== Given exercise ==
Count the lines below that contain the string "burlap", treating uppercase and lowercase as different, and give only the number.

------ Supplied material ------

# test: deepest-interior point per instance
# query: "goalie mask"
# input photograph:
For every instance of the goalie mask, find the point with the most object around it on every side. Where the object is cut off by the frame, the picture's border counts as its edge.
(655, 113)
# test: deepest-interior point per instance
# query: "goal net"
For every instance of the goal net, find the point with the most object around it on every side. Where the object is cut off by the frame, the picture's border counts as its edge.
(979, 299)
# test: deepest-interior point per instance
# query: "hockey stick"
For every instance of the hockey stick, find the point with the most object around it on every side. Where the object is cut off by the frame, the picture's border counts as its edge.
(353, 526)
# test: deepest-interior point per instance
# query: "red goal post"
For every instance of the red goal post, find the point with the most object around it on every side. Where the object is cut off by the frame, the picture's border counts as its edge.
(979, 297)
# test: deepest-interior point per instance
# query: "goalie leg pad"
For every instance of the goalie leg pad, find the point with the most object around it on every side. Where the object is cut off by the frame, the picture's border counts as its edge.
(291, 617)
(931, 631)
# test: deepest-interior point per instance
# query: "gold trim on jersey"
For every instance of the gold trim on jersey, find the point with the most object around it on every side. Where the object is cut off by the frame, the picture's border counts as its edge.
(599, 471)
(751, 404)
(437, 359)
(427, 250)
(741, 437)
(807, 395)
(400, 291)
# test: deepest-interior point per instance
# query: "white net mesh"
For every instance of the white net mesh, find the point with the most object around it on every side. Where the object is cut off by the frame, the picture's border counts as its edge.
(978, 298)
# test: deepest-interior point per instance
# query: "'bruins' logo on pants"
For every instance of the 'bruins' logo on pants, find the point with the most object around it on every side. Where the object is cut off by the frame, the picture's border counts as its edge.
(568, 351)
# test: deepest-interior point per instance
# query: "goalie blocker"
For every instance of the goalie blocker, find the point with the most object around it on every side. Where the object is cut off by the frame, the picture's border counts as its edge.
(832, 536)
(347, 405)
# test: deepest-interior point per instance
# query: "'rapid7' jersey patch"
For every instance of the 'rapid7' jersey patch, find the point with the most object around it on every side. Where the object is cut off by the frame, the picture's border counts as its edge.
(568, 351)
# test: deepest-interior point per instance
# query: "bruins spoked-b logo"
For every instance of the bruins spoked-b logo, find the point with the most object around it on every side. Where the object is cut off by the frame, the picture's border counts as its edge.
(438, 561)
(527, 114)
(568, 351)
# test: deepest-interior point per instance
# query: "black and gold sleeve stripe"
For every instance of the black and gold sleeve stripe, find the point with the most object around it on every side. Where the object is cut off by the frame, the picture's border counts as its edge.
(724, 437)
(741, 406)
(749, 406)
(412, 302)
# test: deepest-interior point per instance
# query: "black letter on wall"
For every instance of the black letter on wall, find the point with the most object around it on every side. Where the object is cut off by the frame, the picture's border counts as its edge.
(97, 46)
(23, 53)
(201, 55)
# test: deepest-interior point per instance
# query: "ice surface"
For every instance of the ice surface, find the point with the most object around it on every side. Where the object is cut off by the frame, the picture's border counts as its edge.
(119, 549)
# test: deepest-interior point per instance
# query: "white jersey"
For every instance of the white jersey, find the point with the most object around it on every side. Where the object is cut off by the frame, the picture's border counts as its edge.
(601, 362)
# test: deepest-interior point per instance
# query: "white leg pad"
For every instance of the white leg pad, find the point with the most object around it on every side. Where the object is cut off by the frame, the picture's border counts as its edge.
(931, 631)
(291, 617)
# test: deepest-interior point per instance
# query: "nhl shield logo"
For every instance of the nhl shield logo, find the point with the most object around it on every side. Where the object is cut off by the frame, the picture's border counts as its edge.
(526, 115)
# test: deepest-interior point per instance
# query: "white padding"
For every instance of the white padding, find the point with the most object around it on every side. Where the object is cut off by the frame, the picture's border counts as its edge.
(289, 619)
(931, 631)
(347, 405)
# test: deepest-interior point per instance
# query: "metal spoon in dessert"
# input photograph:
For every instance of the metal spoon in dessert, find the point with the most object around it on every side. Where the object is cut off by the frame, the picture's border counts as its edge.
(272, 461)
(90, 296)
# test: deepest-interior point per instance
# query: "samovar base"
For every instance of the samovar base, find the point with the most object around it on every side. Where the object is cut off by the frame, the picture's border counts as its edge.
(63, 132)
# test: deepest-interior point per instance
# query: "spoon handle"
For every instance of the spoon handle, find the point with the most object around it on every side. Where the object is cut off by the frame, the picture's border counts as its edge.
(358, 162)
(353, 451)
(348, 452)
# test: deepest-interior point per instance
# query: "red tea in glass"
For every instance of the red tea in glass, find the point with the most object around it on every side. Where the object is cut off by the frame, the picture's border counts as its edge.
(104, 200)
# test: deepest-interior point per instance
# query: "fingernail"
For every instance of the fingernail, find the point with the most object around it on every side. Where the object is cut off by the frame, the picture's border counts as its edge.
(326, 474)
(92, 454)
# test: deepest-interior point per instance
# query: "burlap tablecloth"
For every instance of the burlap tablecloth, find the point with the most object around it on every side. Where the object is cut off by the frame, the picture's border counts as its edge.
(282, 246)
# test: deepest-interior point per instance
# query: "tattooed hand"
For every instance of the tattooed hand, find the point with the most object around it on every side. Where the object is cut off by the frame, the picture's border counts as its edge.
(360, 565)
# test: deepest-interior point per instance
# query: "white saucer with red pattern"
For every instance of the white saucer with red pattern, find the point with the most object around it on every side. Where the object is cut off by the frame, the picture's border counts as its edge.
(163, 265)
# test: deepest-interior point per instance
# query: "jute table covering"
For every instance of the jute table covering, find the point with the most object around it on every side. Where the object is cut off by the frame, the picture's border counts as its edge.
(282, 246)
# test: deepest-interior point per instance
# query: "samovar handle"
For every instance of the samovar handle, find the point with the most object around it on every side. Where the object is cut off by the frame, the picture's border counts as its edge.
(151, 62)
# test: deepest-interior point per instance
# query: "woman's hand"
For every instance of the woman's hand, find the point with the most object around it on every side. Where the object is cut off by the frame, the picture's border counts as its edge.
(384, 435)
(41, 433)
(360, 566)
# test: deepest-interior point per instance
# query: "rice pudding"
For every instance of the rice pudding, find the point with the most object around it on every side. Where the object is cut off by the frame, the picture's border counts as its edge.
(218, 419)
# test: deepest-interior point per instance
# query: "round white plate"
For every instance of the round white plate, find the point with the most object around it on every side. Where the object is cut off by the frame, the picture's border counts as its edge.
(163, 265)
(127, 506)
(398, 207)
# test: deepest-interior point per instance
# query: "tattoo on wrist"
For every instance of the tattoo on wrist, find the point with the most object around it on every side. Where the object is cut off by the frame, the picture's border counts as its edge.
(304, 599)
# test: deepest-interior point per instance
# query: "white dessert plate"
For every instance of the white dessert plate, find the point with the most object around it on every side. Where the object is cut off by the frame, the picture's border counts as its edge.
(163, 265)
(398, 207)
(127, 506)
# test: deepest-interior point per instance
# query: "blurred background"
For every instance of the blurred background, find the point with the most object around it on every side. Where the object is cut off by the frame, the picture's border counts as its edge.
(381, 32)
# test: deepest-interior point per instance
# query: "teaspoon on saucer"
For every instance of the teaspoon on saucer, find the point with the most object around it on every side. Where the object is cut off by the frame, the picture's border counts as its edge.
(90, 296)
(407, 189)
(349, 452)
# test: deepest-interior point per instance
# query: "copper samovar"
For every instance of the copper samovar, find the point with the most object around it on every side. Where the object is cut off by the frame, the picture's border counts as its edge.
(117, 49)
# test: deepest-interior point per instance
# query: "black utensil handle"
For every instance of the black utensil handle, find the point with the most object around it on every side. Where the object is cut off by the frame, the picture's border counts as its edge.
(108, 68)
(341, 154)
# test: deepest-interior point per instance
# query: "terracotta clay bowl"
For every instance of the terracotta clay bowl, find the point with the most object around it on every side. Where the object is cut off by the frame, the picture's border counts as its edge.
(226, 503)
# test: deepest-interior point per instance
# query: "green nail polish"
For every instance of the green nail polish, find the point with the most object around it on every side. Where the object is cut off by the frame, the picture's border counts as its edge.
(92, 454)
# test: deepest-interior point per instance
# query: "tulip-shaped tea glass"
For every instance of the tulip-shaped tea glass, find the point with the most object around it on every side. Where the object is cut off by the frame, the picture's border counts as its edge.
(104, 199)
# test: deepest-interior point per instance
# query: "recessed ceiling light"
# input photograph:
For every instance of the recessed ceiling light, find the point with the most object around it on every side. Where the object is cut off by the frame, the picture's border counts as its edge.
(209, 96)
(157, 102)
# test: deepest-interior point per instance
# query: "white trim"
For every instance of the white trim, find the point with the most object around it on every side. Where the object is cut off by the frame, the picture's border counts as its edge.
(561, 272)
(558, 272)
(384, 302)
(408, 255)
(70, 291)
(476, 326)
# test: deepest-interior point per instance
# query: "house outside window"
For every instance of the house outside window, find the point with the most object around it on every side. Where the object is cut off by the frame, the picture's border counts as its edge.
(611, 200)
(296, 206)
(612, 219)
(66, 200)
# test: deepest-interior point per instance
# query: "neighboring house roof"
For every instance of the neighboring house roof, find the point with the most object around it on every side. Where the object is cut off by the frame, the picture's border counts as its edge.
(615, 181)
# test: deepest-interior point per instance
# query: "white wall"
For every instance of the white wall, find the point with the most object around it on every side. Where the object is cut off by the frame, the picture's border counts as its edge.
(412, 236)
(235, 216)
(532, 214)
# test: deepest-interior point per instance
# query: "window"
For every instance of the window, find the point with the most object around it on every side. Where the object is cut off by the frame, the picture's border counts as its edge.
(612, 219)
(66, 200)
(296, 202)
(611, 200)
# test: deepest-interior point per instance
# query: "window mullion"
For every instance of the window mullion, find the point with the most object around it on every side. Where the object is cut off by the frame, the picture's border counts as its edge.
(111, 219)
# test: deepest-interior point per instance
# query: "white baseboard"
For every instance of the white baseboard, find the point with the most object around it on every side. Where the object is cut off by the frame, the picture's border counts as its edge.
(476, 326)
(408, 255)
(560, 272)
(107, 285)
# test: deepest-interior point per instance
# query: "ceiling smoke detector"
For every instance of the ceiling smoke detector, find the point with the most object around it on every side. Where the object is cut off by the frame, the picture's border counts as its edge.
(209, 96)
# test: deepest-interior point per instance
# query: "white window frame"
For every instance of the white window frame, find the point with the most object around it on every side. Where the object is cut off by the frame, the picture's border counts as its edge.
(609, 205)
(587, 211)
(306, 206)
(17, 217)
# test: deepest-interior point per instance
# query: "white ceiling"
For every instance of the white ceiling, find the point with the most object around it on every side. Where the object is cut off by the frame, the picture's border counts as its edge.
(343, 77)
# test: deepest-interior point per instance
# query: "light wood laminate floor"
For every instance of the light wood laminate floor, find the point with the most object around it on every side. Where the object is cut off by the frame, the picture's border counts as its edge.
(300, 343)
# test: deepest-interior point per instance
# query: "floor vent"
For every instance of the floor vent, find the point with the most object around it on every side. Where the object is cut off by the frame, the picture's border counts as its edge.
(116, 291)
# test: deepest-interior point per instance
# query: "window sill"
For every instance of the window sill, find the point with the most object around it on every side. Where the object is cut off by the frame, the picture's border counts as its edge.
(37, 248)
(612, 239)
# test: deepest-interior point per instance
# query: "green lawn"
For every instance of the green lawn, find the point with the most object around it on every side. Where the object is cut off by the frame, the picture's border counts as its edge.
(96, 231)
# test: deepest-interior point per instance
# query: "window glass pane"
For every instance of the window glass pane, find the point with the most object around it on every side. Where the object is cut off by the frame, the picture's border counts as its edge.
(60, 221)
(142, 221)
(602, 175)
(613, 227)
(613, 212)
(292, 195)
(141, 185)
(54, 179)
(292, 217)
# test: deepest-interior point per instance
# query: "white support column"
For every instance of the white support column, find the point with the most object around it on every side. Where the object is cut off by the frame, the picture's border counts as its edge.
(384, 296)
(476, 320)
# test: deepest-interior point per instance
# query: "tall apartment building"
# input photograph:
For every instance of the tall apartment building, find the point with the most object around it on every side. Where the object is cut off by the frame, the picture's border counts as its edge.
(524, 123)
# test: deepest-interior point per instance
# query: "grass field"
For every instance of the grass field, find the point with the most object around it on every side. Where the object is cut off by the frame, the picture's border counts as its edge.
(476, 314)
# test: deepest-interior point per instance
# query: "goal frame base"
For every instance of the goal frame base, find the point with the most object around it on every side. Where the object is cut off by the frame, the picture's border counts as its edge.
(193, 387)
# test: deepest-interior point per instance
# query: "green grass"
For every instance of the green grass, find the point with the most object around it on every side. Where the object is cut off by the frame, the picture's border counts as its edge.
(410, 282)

------

== Solved problem ==
2